*What to do*
Report every line in the data below that contains the string "twig", and copy each such line in full.

Location identification entries:
**********

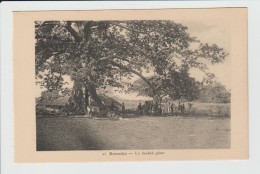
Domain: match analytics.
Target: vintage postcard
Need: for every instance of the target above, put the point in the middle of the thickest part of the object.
(130, 85)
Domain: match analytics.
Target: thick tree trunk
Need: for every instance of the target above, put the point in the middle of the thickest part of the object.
(96, 101)
(77, 102)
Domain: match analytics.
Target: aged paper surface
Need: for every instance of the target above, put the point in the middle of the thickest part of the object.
(233, 75)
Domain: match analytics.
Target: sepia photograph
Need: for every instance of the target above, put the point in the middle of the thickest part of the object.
(132, 85)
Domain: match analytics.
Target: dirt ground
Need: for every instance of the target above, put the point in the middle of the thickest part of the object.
(144, 132)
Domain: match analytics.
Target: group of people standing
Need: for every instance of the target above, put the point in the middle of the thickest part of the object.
(162, 109)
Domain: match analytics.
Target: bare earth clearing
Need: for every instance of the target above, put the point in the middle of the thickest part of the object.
(144, 132)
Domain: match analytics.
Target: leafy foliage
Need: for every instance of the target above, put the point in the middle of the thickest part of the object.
(101, 53)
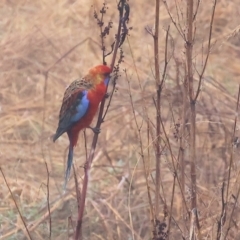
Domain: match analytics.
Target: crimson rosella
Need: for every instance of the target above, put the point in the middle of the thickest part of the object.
(80, 103)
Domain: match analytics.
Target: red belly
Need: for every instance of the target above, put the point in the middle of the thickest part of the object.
(95, 97)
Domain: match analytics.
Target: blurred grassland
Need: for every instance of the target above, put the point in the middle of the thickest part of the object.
(33, 36)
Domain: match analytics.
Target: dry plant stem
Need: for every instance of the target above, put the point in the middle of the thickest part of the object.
(25, 225)
(175, 175)
(94, 142)
(208, 50)
(189, 47)
(48, 201)
(233, 135)
(146, 170)
(158, 109)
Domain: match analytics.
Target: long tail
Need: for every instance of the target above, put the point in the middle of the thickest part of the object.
(69, 165)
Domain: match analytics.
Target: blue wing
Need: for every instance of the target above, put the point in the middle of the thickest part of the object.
(72, 110)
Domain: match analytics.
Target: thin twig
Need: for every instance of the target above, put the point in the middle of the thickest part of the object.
(48, 202)
(25, 225)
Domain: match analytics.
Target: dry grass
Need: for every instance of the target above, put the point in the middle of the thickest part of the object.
(34, 35)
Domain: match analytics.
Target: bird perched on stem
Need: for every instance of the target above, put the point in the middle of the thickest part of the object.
(80, 103)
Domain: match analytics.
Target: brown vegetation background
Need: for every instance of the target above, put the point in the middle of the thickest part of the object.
(33, 36)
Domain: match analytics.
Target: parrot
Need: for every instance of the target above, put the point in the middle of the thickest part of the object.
(79, 106)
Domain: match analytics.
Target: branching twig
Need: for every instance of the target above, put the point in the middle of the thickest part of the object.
(87, 166)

**********

*Task answer*
Target: thin twig
Target: branching twig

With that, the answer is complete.